# RECORDS FOR THIS EXERCISE
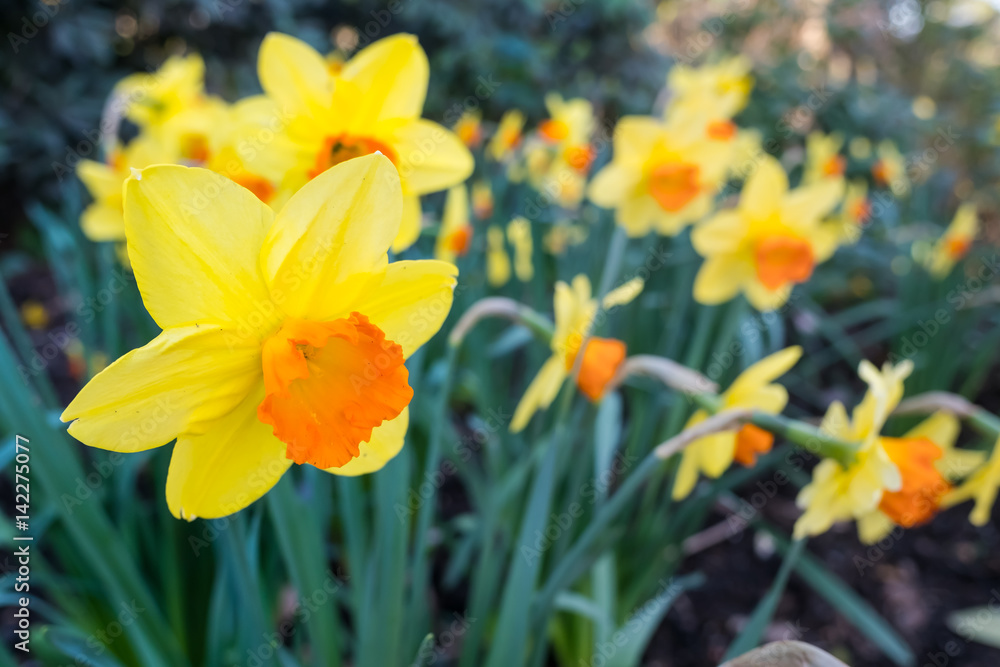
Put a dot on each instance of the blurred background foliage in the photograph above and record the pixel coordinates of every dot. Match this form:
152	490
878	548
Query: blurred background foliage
916	73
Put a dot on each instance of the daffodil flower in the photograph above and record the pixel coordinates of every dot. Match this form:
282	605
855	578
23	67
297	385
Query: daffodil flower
372	104
284	335
103	219
892	481
662	176
823	158
928	462
755	389
497	260
519	235
772	241
469	128
455	234
726	85
575	310
981	487
955	243
855	213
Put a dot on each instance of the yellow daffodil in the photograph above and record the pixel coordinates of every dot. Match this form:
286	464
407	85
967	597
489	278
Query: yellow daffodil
497	260
519	235
981	487
924	486
955	243
770	242
570	123
284	335
507	135
575	310
149	100
103	219
242	142
455	235
562	235
662	176
900	478
725	85
482	200
754	389
469	129
855	213
889	169
823	158
373	104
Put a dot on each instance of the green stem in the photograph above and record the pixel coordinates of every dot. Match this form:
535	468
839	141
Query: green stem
807	436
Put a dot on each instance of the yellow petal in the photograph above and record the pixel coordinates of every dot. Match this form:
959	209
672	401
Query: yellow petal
181	381
295	76
338	225
391	78
386	441
431	157
611	185
409	224
723	233
194	240
808	204
765	371
623	294
634	138
540	393
720	278
764	190
410	302
231	465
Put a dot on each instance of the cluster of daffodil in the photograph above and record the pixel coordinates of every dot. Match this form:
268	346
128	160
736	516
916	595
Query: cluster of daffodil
261	237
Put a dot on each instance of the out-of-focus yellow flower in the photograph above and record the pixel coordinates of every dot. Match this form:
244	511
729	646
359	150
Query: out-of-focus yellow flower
662	176
855	212
899	477
239	141
889	169
34	314
563	235
955	243
924	486
570	123
823	158
372	105
455	235
149	100
725	85
264	318
769	243
575	310
519	235
507	135
558	158
469	129
103	219
482	200
497	261
754	389
981	487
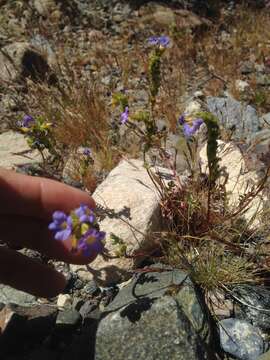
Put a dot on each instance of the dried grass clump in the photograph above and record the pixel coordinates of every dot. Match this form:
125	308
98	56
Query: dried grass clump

# REQUIRED ACTION
Leave out the pictures and output every record above precisely as given.

# ANSWER SPACE
Put a dot on each instance of the blurred background foliage in the photograph above and record the pixel coordinates of every dot. Match this form:
152	490
878	548
Query: blurred background foliage
916	73
Put a dot on each instance of the daffodil flower in the photograph above and record the pixel coordinates of every dot. Match this form:
282	605
855	578
23	67
297	385
Query: daffodil flower
372	104
284	335
103	219
892	481
662	176
823	158
928	462
755	389
497	260
519	235
772	241
469	128
455	234
726	85
575	310
981	487
955	243
855	213
Put a dot on each instance of the yellow daffodil in the photograph above and record the pixel coordinates of every dot. Match this form:
286	464
407	85
967	597
489	278
Query: yellow daffodil
497	260
519	235
981	487
924	486
955	243
770	242
570	123
284	335
507	135
575	310
149	100
103	219
242	142
455	235
562	235
662	176
900	478
725	85
482	200
754	389
469	129
855	213
889	169
823	158
373	104
Put a dot on each instance of the green stem in the photograph above and record the pixel coordinates of every dot. Match this form:
535	468
839	141
Query: green stem
807	436
Put a dot on each instance of the yellow petal in the photograph above and record the pixel coordinates of every dot. Match this form:
959	209
672	401
Query: yellow petal
181	381
295	76
338	225
391	78
386	441
431	157
611	185
409	224
723	233
194	240
808	204
765	371
623	294
634	138
540	393
720	278
764	190
410	302
231	465
Put a dot on each instance of the cluster of daffodil in the photograph above and record the pixel coordinates of every dot. Match this form:
268	346
128	160
736	516
916	595
Query: cluster of daffodil
261	237
Put a dot on each instance of the out-of-focus yellow flower in the photograph above and record the pixel coordinates of every dot. Match this form:
244	511
729	646
359	150
Query: out-of-focus yellow flower
662	176
855	212
899	477
239	141
889	169
34	314
563	235
955	243
924	486
570	123
823	158
372	105
455	235
149	100
725	85
264	318
769	243
575	310
519	235
507	135
558	158
469	129
103	219
482	200
497	261
754	389
981	487
Put a dot on each instance of the dried grass clump in the photograph above and record the pixel coordinates of every dot. Match this form:
125	308
98	56
Query: dried grass clump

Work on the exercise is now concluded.